◆ **What to do**: Set out the rows below as a Markdown table with two columns, Number and Content, giving each non-blank row its own numbered entry and skipping blank lines. Leave the pictures out of the table.
## begin
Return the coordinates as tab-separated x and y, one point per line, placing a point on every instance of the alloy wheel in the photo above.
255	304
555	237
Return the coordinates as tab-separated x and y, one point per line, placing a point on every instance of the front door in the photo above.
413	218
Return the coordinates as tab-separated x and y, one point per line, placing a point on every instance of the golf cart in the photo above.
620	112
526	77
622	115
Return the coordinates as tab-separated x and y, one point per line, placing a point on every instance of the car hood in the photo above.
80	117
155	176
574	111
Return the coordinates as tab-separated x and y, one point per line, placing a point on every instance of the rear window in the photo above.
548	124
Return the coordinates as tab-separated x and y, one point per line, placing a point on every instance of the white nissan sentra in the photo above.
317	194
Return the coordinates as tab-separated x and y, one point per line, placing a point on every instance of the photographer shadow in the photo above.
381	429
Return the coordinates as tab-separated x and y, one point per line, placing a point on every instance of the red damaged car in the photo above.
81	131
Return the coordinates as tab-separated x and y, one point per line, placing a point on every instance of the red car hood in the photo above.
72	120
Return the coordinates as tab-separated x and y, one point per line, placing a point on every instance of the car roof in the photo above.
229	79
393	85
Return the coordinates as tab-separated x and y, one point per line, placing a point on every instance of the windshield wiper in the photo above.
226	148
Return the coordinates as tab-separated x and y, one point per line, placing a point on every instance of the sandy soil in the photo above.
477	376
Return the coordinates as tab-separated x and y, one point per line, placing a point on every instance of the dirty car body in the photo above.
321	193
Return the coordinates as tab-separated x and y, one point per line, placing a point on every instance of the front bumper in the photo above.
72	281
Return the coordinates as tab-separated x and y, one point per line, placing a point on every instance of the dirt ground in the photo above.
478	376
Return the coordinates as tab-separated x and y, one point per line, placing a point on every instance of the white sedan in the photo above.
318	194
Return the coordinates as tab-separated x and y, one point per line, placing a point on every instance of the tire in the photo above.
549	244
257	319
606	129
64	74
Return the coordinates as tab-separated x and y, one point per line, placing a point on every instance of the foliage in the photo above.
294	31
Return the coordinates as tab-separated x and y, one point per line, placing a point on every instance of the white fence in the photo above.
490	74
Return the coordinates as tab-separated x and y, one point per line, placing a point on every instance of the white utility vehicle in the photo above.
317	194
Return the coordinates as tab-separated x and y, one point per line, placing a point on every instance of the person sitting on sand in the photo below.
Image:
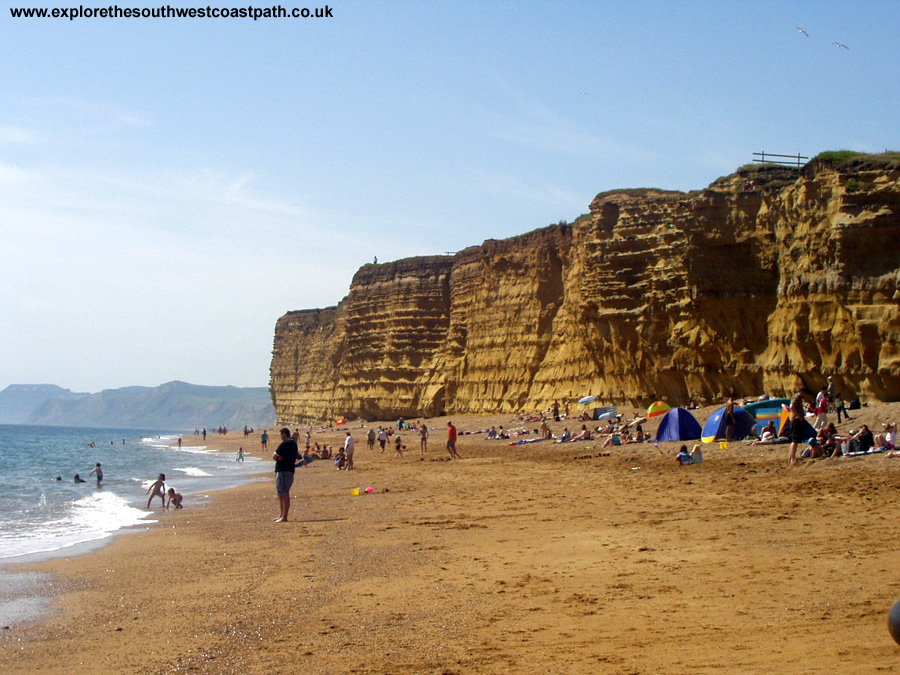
## end
◆ **The solution**:
| Number | Content |
|---|---|
| 1 | Return the coordinates as tab-separated x and y, one point per line, placing a point on every instance of the alloy wheel in the photo above. |
| 2 | 255	304 |
| 3 | 555	237 |
| 4 | Return the coordinates as tab-separated x and y, one point per line, placing a point on every instance of the front door in the photo above. |
| 5 | 413	218 |
| 6 | Return the coordinates as tab-separated x and y, one point per line, placing a point on every instance of the golf cart in the photo above. |
| 7 | 620	112 |
| 8 | 526	77 |
| 9 | 622	115 |
| 10 | Return the coordinates as tab-separated x and y, one point per line, placing a point on every instance of the car hood in the photo above. |
| 11 | 80	117 |
| 12 | 155	176 |
| 13 | 574	111 |
| 14 | Return the coordinates as tab-separated x and y, one point per line, placing a point on every instance of the rear window in the photo above. |
| 15 | 548	124 |
| 16 | Return the coordinates as tab-separated x and y, one point per line, placing a point on every instance of the white nissan sentra in the photo above. |
| 17 | 317	194 |
| 18 | Return the coordinates as tab-separated x and y, one point per line, placing a point on every instance of the photographer shadow in the photo above. |
| 19 | 381	429 |
| 20 | Return the coordinates as tab-separated x and y, one point per line, placing a point on every instance of the red damaged car in the photo above. |
| 21 | 81	131 |
| 22 | Return the coordinates as tab-separated x and y, one point per line, placing a point on every instance of the red car hood in the photo above. |
| 23 | 72	120 |
| 24 | Return the coordinates as tab-separated x and y, one point per line, placing a point on every instance of the car roof in the photo above. |
| 25 | 229	79 |
| 26 | 393	85 |
| 27 | Return the coordinates as tab-separated x and y, one point per line, placing a point on every instance of the windshield wiper in the photo above. |
| 28 | 226	148 |
| 29 | Return the coordinates as tab-separated x and y, one point per line, placing a point on every instance of the sandy soil in the photo above. |
| 30 | 477	376 |
| 31 | Return the coordinates as tab-separated x and y, one point per line, placing a point on every instance of the dirty car body in the photo above. |
| 32 | 321	193 |
| 33 | Return the coordinates as tab-separated x and y, one point per line, placing a point on every instance of the front bumper in the photo above. |
| 34 | 72	281 |
| 35 | Return the coordinates as tab-separated x and y, one point per line, placing a point on every instance of the dirt ground in the photo above. |
| 36 | 478	376 |
| 37 | Return the coordinates as tab-separated x and y, one point per line, placing a point on every instance of the white sedan in the photo above. |
| 38 | 318	194 |
| 39 | Return the coordinates as tab-separated x and y, one point per line, placing a point on every instance of the tire in the photo above. |
| 40 | 549	244 |
| 41 | 257	319 |
| 42 | 606	129 |
| 43 | 64	74 |
| 44 | Return the coordinates as tab-separated x and y, one point per line, placing a point on every instance of the foliage in the photo above. |
| 45 | 294	31 |
| 46 | Return the coordinates as tab-separated x and y, one point per line, placing a point on every instance of the white fence in the photo above. |
| 47 | 490	74 |
| 48 | Return the coordinates as tab-separated x and y, one point per line, placing a point on every instance of the white utility vehicle in the photo above. |
| 49 | 317	194 |
| 50 | Return the coordinates as tab-separated x and y, one point per line, placing a point on every instance of the person sitting on sand in the photo below. |
| 51 | Image: |